=== EXCERPT PROVIDED ===
His 48, 44 and 9-yard TD runs all came in the game’s first eight minutes as the Chiefs established an insurmountable 21-0 lead.
Schmeltzer also rushed for a career-high 275 yards on 23 carries to become the 28th Chieftain all-time to eclipse 1,000 yards rushing (1,040) in a single season. He also finished the year with 20 touchdowns.
However, he refused to take full credit for his accomplishments — both Friday night and the entire season.
“I couldn’t do it without my teammates, my linemen, my receivers,” Schmeltzer said. “Every touchdown (Friday night) I had a hole the size of a semi-truck. If it wasn’t for the rest of my team I couldn’t have done it.”
And that was the mentality of this team.
When asked how he felt personally about winning a championship in his first year at the helm of the Chieftains, Burke deflected the question back at the purple-clad players still celebrating on the field.
“I have a hard time looking past the kids,” Burke said. “Really, I’m just a guy who has to make decisions sometimes. It’s them who are forced to do all the execution and actually put in all the painful stuff. Yes, I’m happy and I’m excited, but most of all I’m proud of what these guys accomplished.”
All of Chieftain Nation needs to be proud of this team, which brought home the school’s 26th all-time SEOAL championship.
They did it Friday night with an offense that generated 515 yards of total offense — 478 of them on the ground — and a defense that held the Warriors (3-7, 1-3) off the board until the Purple & White had established a 28-0 lead just 14 seconds into the second period.

=== EXERCISE INPUT ===
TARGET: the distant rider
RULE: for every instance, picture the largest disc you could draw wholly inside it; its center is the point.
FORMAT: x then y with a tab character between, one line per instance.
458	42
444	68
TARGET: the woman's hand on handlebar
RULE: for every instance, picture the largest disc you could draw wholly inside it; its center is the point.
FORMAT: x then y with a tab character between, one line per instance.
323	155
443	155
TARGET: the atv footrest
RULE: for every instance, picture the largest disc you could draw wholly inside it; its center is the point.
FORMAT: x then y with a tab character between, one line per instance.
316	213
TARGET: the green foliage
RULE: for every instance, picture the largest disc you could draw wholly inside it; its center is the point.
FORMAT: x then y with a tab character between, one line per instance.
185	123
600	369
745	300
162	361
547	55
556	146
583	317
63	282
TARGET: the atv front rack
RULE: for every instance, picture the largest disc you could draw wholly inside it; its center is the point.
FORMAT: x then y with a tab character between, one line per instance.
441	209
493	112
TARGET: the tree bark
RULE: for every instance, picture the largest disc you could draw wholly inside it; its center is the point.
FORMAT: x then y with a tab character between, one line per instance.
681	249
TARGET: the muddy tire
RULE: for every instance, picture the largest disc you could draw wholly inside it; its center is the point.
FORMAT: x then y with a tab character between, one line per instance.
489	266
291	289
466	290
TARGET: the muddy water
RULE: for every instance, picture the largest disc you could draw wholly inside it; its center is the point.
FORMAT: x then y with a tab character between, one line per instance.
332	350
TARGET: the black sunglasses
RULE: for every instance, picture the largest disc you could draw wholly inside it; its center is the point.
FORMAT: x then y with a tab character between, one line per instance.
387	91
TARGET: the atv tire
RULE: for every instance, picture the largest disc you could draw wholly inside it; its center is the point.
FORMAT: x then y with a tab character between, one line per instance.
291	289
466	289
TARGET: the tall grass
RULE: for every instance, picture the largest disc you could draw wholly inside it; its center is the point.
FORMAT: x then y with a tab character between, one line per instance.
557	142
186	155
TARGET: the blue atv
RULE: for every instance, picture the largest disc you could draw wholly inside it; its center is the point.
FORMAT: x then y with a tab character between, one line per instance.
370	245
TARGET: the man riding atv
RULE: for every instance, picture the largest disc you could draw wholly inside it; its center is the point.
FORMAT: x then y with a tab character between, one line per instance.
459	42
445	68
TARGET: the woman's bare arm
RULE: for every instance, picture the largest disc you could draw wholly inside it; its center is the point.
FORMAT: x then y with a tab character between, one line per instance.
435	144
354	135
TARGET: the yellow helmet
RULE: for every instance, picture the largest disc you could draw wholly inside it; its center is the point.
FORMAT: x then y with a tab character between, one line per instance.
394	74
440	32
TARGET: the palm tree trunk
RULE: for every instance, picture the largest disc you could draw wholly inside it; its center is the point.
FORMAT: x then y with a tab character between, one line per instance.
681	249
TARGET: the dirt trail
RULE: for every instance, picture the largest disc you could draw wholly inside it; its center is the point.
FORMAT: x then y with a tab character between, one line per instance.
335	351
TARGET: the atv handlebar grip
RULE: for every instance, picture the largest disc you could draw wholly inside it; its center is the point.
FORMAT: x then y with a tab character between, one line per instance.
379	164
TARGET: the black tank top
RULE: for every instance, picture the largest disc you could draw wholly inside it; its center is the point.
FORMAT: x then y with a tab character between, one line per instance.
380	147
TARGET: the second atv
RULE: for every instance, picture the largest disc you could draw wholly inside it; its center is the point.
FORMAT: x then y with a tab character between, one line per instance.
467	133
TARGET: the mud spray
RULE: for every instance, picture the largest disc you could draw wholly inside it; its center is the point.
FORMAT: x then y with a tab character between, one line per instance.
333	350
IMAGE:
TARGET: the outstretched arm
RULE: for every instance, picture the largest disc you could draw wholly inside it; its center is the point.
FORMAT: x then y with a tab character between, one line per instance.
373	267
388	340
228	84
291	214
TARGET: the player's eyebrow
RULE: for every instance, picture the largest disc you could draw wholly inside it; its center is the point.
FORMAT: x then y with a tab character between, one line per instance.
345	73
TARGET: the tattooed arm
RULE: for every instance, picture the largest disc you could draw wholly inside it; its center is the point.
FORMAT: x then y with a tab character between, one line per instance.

=== TASKS AND EXERCISES ===
A) List the lengths of the touchdown runs given in the first sentence of the championship article.
B) Filter the entries, keeping each line that contains the string "tire".
The championship article and the entries are unrelated material.

=== SOLUTIONS TO THE PROBLEMS ===
A) 48 yards, 44 yards, 9 yards

B)
TARGET: the muddy tire
TARGET: the atv tire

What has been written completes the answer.